TEXT SEGMENT -
* START *

Despite having only the powers of a food-supplies commissar, Stalin imposed himself on all the military and civil authorities in the vicinity: Andrei Snesarev, commander of the North Caucasus Front; Sergei Minin, chair of the Tsaritsyn Soviet; and Kamil Yakubov, leader of the food-supplies missions in the region. If Stalin wanted to be known as a fighting man, he had to do something unusual. The Whites had cut the railway line between Tsaritsyn and Kotelnikovo. Stalin braved danger by going out to inspect the situation. This was not typical of him: during the rest of the Civil War and throughout the Second World War he avoided any such venture.8 But from Tsaritsyn he took an armoured train down to Abganerovo-Zutovo where a railway-repair brigade was at work restoring the line. Putting his life at risk, he returned two days later with his reputation enhanced.9 Back in Tsaritsyn Stalin called together the city functionaries and, parading his authority as a member of the Party Central Committee and Sovnarkom, announced a total reorganisation of the military command in Tsaritsyn. He was making his bid for supremacy on the North Caucasus Front.

* END *

(Coordinate annotation records)

* START *

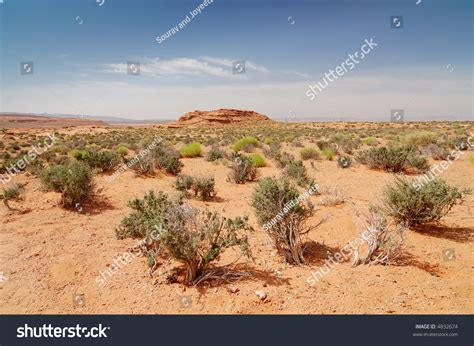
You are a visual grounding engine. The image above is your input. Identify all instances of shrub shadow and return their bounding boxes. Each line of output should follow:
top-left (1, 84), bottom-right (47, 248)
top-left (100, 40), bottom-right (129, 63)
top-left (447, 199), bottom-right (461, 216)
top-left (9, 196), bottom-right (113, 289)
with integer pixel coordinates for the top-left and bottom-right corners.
top-left (195, 263), bottom-right (290, 294)
top-left (392, 251), bottom-right (440, 277)
top-left (304, 241), bottom-right (340, 265)
top-left (412, 224), bottom-right (474, 243)
top-left (77, 195), bottom-right (117, 215)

* END *

WHAT YOU ARE ASKED TO DO -
For each statement below, answer yes or no to say whether it agrees with the passage about Stalin at Tsaritsyn, and quote the passage's deciding words. (a) Stalin held no more than the powers of a food-supplies commissar. (b) Stalin took an armoured train from Tsaritsyn to Kotelnikovo. (c) Stalin came back three days after setting out.

FULL ANSWER -
(a) Yes: "Despite having only the powers of a food-supplies commissar"
(b) No: "from Tsaritsyn he took an armoured train down to Abganerovo-Zutovo"
(c) No: "he returned two days later with his reputation enhanced"